§ **To be done**
Rewrite every line of the entries below, replacing "one marker per instance" with "a single marker for each instance" and leaving everything else as it is. Leave the pictures out of your version.

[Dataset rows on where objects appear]

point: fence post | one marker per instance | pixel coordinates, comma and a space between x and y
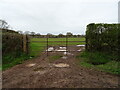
47, 45
66, 44
24, 44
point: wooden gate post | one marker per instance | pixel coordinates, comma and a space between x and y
24, 44
66, 44
47, 45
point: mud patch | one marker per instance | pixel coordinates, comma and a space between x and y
31, 65
61, 65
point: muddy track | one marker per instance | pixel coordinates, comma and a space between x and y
39, 73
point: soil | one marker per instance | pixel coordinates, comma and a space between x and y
40, 73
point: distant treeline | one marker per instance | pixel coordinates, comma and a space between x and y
49, 35
103, 37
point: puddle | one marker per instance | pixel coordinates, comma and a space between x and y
61, 65
30, 65
80, 45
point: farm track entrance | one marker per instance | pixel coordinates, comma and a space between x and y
52, 44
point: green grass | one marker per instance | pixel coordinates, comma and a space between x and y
36, 48
54, 57
104, 61
10, 61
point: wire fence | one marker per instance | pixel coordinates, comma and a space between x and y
43, 44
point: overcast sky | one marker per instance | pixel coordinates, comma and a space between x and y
57, 16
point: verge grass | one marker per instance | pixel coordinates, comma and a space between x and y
98, 60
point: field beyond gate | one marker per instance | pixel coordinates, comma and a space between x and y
39, 45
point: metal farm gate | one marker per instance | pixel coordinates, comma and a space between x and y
51, 44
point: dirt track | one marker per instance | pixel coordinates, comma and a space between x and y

§ **Expected output**
point: fence post | a single marker for each instance | pixel coordinates, comma and a space between x and y
47, 45
66, 44
24, 44
point: wooden gate post | a single marker for each instance | pixel coordinates, comma and a space between x and y
24, 44
66, 44
47, 45
point: mud patch | a single marker for each instance | pixel coordinates, comma and a space between x and y
31, 65
61, 65
point: muddy track | a single marker for each instance | pixel coordinates, comma and a space between x and y
39, 73
point: soil | a single marker for each instance | pixel coordinates, comma and a space between x and y
40, 73
point: distant treeline | a single marker for each instance | pixel coordinates, comma and a space between x and y
49, 35
103, 37
point: puddle | a single marker for each instance | pixel coordinates, comma and a space between x and y
61, 65
30, 65
80, 45
point: farm track entrance | a single marker for each instance | pixel coordinates, comma and a space between x and y
52, 44
point: green grass | a single marker for each instance | pixel coordinates, comma and a space between x and y
36, 48
54, 57
104, 61
10, 61
point: wire fence | a single marker for each instance | pixel coordinates, comma and a space between x and y
43, 44
point: overcast sky | a single marker for each instance | pixel coordinates, comma and a space between x and y
57, 16
point: verge grass | a single marker for each instance | pixel coordinates, comma and a space between x and y
98, 60
point: field beyond gate | a single marker for each instance | pixel coordinates, comma and a space between x and y
39, 45
point: metal farm gate | a single marker for each instance | pixel coordinates, comma and a space between x and y
51, 44
point: dirt track | a single marker for each instance | pixel coordinates, comma and a space between x and y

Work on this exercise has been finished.